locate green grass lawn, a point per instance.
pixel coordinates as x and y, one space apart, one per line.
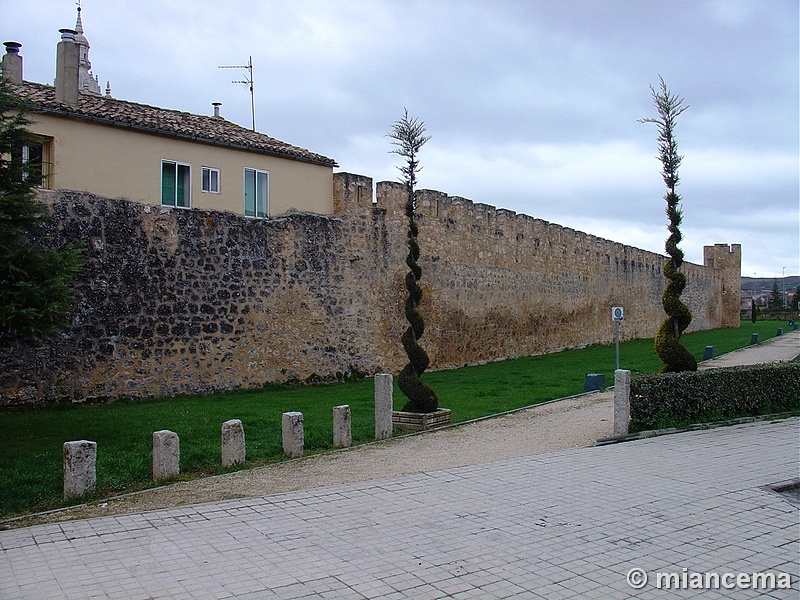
31 439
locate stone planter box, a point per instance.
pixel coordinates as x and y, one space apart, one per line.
421 421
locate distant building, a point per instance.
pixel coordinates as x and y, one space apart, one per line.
92 142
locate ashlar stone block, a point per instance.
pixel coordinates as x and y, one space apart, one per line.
383 406
292 433
166 455
80 474
342 427
233 447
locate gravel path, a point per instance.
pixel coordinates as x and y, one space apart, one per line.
567 423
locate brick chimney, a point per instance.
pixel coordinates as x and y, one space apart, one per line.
12 62
68 61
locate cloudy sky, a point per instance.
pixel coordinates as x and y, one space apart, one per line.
532 105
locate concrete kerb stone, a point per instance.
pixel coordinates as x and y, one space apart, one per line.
233 446
383 406
292 434
80 473
342 429
166 455
622 401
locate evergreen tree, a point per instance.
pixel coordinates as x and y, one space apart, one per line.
35 293
409 136
667 343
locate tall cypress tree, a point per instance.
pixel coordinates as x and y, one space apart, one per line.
409 136
35 292
667 343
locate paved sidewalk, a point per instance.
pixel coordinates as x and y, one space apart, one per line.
780 348
565 524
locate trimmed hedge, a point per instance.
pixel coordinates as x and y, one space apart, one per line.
679 399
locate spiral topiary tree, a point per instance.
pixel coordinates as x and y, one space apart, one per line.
667 343
409 136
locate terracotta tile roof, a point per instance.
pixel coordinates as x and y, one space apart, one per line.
162 121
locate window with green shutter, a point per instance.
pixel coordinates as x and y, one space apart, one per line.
256 193
176 184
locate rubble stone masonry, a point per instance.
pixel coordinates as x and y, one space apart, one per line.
177 302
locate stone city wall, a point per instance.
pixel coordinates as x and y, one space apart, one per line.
177 302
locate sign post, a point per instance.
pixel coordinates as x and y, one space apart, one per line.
617 315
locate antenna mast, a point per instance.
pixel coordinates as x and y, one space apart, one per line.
248 80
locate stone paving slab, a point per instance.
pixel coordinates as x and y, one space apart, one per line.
565 524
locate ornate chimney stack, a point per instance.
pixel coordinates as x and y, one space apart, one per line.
68 60
87 83
12 62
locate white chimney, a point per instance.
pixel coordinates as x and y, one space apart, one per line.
12 62
68 62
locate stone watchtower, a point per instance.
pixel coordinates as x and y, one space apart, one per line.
728 259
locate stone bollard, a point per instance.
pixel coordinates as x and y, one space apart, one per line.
383 406
233 448
166 455
622 401
342 430
80 474
293 437
594 382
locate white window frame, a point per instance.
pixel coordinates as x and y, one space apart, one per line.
260 181
187 183
212 180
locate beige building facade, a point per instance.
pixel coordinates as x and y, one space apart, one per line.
90 142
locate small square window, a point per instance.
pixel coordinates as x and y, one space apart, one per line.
210 180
######
■ TASK STATEMENT ■
All of the records above should be reproduced exactly, with the pictures left out.

■ REPLY TO THE TASK ■
locate green grass lawn, a point per instance.
pixel coordinates as x and y, one space apart, one per line.
31 439
locate stone planter box, a point per instance.
pixel coordinates as x and y, one space apart, one per line.
421 421
locate distant building, a point per instance.
pixel coordinates as x and y, one space apart, one per line.
92 142
locate ashlar stone block, a point per instance.
pixel coordinates as x and y, one space apart, one per line.
383 406
292 433
166 455
80 474
342 427
233 447
locate gravel path, a point per instance.
pixel coordinates as x and y, one space apart, one per line.
567 423
locate brick chimney, a point per instance.
pixel coordinates as x and y, one space apart, one per line.
12 62
68 61
locate cloudy sky, a point per instance.
pixel coordinates as x and y, one space apart, one per line.
532 105
locate concrete kerb stone, a point per instance.
pixel coordinates as x and y, one space apart, one per line.
233 446
383 406
292 434
80 473
342 429
166 455
622 401
locate evergreen tree, a point per instance.
pixel coordinates as x and y, one space apart, one per line.
35 293
409 136
667 343
locate tall cypress tree, a point per instance.
pixel coordinates as x and y, one space apart, one per line.
409 136
35 292
667 343
locate paved sidewalk, a point per instance.
pixel coordinates as x and y, one space apart, one per line.
780 348
565 524
locate trimmed hedge, a point per instance.
pixel coordinates as x and y, one space apart, one per line.
679 399
locate spiral topiary tree, a point per instance.
pixel coordinates as x and y, one space apart, one per line.
667 343
409 136
locate terracotta tile roof, a point per instance.
pixel coordinates as x and y, one space apart, one per line.
162 121
locate window with green shutter, a point per instance.
pixel coordinates as x and y, one space apart, one per line.
256 193
176 184
locate rubble stone masonry, a point per instance.
pixel coordinates as x and y, one space apart, one per line.
177 302
locate stone city wall, a point per instance.
pixel coordinates as x and y, one space apart, one per line.
177 302
locate sign post, a point per instance.
pixel coordinates as x and y, one space apart, one per line.
617 315
locate antenna mast, a point per instance.
pixel coordinates as x and y, one space apart, one per line.
248 80
locate stone paving slab, a point per instance.
pixel coordinates as x and y, one space apart, one per line.
565 524
locate ornate chimney stack, a point per instance.
pixel coordinates as x and y, one space apart, one per line.
68 60
87 83
12 62
locate white chimney, a point per instance.
pixel coordinates as x and y, one space apart, one per line.
12 62
68 62
locate stone watchtower, a point per instance.
pixel coordinates as x and y, one space apart, one per line.
728 259
locate stone bollard, a point per instance.
pixel coordinates as x and y, one space apart, one per line.
383 406
233 448
166 455
622 401
342 430
80 474
293 437
594 382
locate white window frame, a point per instance.
pixel coordinates as x and y, one space apart, one per line.
260 181
187 183
212 180
locate beige building facade, a point per instance.
pixel coordinates as x and y, one space apart, one per line.
90 142
locate small square window, a point per instance.
pixel coordinates as x and y, one space apart, one per line.
210 180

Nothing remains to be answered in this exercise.